- **EXERCISE AIM**
Could you give back the entries below with every "marker" renamed to "dot", leaving everything else as it is?

=== RECORDED DATA ===

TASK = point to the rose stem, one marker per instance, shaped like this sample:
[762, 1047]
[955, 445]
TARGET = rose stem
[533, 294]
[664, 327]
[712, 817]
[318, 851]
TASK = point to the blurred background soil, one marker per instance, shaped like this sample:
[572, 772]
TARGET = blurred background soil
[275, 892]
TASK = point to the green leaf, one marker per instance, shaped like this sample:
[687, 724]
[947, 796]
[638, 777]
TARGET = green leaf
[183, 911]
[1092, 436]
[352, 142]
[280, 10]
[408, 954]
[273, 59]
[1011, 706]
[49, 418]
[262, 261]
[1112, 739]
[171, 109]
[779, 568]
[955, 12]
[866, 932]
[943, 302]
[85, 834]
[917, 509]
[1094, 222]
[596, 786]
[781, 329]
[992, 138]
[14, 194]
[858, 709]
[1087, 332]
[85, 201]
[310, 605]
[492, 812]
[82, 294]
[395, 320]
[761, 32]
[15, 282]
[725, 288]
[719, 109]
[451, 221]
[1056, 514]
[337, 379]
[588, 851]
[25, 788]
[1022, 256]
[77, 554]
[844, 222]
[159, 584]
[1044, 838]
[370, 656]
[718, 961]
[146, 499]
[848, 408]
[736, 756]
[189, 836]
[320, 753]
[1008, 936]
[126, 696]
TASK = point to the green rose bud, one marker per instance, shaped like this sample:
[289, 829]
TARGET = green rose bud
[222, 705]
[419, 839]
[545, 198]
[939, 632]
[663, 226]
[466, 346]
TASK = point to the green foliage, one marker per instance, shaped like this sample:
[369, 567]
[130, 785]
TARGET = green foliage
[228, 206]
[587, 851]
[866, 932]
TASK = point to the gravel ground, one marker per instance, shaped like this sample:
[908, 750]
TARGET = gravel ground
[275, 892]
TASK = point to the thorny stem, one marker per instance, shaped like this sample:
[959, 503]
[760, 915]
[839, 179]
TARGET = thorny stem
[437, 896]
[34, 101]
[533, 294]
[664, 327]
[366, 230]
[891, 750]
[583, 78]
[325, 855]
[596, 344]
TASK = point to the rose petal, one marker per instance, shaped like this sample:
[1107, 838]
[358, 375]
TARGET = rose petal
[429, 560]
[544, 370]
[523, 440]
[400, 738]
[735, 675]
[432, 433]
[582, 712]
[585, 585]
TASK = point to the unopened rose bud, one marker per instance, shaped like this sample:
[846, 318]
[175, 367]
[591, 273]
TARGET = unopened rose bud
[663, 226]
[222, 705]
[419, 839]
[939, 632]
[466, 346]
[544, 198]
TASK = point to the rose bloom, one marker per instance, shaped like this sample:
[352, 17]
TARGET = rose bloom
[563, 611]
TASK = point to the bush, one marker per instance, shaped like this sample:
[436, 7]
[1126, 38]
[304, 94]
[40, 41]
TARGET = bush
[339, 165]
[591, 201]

===

- **TASK OUTPUT**
TASK = point to the rose stem, one dot per instance, shaped like this sample:
[762, 1047]
[955, 445]
TARGET = rose stem
[533, 294]
[664, 327]
[712, 817]
[318, 851]
TASK = point to the blurred background soil, one dot per instance, shaped like this sample:
[572, 772]
TARGET = blurred background soil
[275, 892]
TASK = point to the green leaf, one dot per instance, shaped like this sample:
[687, 724]
[947, 796]
[638, 777]
TARGET = green leaf
[183, 911]
[1092, 436]
[352, 142]
[280, 10]
[408, 954]
[273, 59]
[1011, 706]
[49, 418]
[262, 261]
[1112, 739]
[171, 109]
[779, 568]
[955, 12]
[866, 932]
[943, 302]
[85, 834]
[917, 509]
[1094, 222]
[596, 786]
[781, 329]
[992, 138]
[14, 194]
[858, 709]
[1087, 332]
[85, 201]
[310, 605]
[492, 812]
[82, 294]
[395, 320]
[761, 32]
[15, 282]
[725, 288]
[719, 109]
[451, 221]
[1056, 514]
[337, 379]
[588, 851]
[25, 788]
[1022, 256]
[77, 554]
[844, 222]
[159, 584]
[1044, 838]
[370, 656]
[718, 961]
[146, 499]
[848, 408]
[736, 756]
[189, 836]
[320, 753]
[1008, 936]
[126, 696]
TASK = point to the green rose bud, one dot per instance, shaped like this sample:
[289, 829]
TARGET = green rose bud
[222, 705]
[419, 839]
[545, 198]
[939, 632]
[663, 226]
[466, 346]
TASK = point to the green foliage, one dot per instance, shaped like this sample:
[369, 567]
[130, 785]
TARGET = green foliage
[228, 206]
[587, 851]
[866, 932]
TASK = point to the gravel ground, one dot per instance, shaped like this sample:
[908, 750]
TARGET = gravel ground
[275, 892]
TASK = point to the thorny stem, one dot per instance, shaped like this sample:
[959, 503]
[760, 915]
[839, 179]
TARGET = thorny stem
[437, 896]
[34, 101]
[533, 294]
[664, 327]
[366, 230]
[891, 750]
[583, 78]
[325, 855]
[596, 344]
TASK = point to the rose petal, one dot per instance, shaped like this sample:
[1107, 838]
[358, 375]
TARGET = rose petal
[429, 560]
[544, 370]
[523, 440]
[400, 738]
[735, 675]
[432, 433]
[582, 712]
[585, 585]
TASK = point to the unopened rose bud, one dot per instance, shaped like this sample:
[846, 318]
[175, 367]
[591, 273]
TARGET = unopened rose bud
[663, 226]
[222, 705]
[419, 839]
[939, 632]
[466, 346]
[544, 198]
TASK = point to the rose bloom, one dot per instance, shaped like this sample:
[352, 17]
TARGET = rose bloom
[563, 611]
TASK = point to the bush, one dot per instance, shaped like this sample:
[436, 7]
[1126, 38]
[304, 94]
[40, 41]
TARGET = bush
[339, 165]
[591, 201]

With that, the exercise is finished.